TEXTO EXTRAÍDO >>
★ ★ ★ ★ ★

Pero antes de referirnos a la finitud como concepto esencial (no sólo de la filosofía), nos detengamos a pensar sencillamente en nuestro tiempo, y cómo lo percibimos. Si hay algún rasgo general con el cual podemos caracterizar nuestra percepción del tiempo es la instantaneidad, representada fielmente por internet y su implacable velocidad: nos parece que todo circula al instante inmediato de ser hecho o dicho (o, en sociedades de control permanente, de ser grabado y publicado). Lo que se perdió por el modo de vida preponderante de la prisa es la valoración propia del “trayecto”, el “mientras qué” (o “mientras tanto”), el proceso, el tiempo real que se insume y se vive para llegar a algo. Eso sí, a no confundirse, cuando decimos que es crucial prestar atención al proceso temporal pretendidamente borrado por la banalidad de las novedades no nos referimos en absoluto a lemas como “la vida es eso que pasa mientras estamos haciendo otros planes” (John Lennon). Es más, me animo a expresar que el pensar nuestra finitud desde una mínima pretensión de autenticidad existencial es todo lo contrario: es la falta de proyecto (lo que el hipismo denosta llamando “planes”) lo que nos ha llevado a las cercanías del vaciamiento de sentido en nuestras vidas individuales y como sociedad (PD: es muy fácil vivir sin planificar cuando uno tiene resuelta su condición económica).
Un rasgo muy propio de nuestras sociedades actuales, atravesadas por los signos del “progreso”, es una pérdida que experimentamos (seamos o no cabalmente conscientes) y es que nuestro tiempo no da lugar a las experiencias. En este punto es interesante el planteo que nos regala Reyes Mate, quien nos dice que vivimos en una época en la que recolectamos vivencias, pero no tenemos experiencias: al finalizar nuestra jornada tenemos un cúmulo de información, provista por cuanto medio sea posible (radio, TV, periódicos, redes sociales, etc.) pero jamás llegamos a procesarla justamente porque sentimos que no tenemos tiempo. Mientras que las vivencias son golpes instantáneos, la experiencia es un proceso dirigido por el sosiego que logra integrar, con sabia perspectiva, lo que vemos o vivimos (no en vano, en culturas que aún perduran a pesar de todo, la vejez es caracterizada por ese temple, que sólo es posible por intermedio de la experiencia).

★ ★ ★ ★ ★

EXTRACTO DE DATOS >>
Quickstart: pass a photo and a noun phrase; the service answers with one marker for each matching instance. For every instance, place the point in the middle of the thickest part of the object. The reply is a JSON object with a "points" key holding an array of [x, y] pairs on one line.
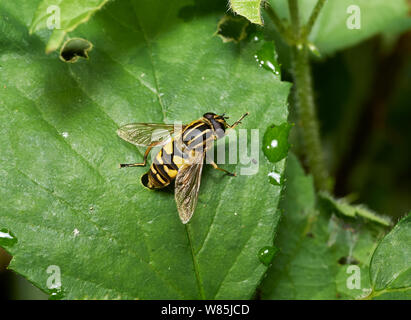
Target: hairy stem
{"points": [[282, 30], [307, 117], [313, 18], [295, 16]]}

★ ★ ★ ★ ★

TAREA A >>
Resume en dos oraciones el texto sobre la percepción del tiempo.
TAREA B >>
Explica en una o dos oraciones, por favor, por qué, según el texto sobre la percepción del tiempo, jamás llegamos a procesar la información acumulada al final de la jornada.
Las líneas no intervienen en nada de esto.

RESULTADO ESPERADO A >>
Nuestra percepción del tiempo se caracteriza por la instantaneidad, representada por internet y su velocidad, y con la prisa se perdió la valoración del trayecto, del proceso que se vive para llegar a algo. Según el planteo de Reyes Mate, recolectamos vivencias pero no tenemos experiencias, porque acumulamos información que nunca llegamos a procesar.

RESULTADO ESPERADO B >>
No llegamos a procesarla porque sentimos que no tenemos tiempo. Eso ocurre aunque al terminar el día tengamos un cúmulo de información recibida por radio, TV, periódicos, redes sociales y otros medios.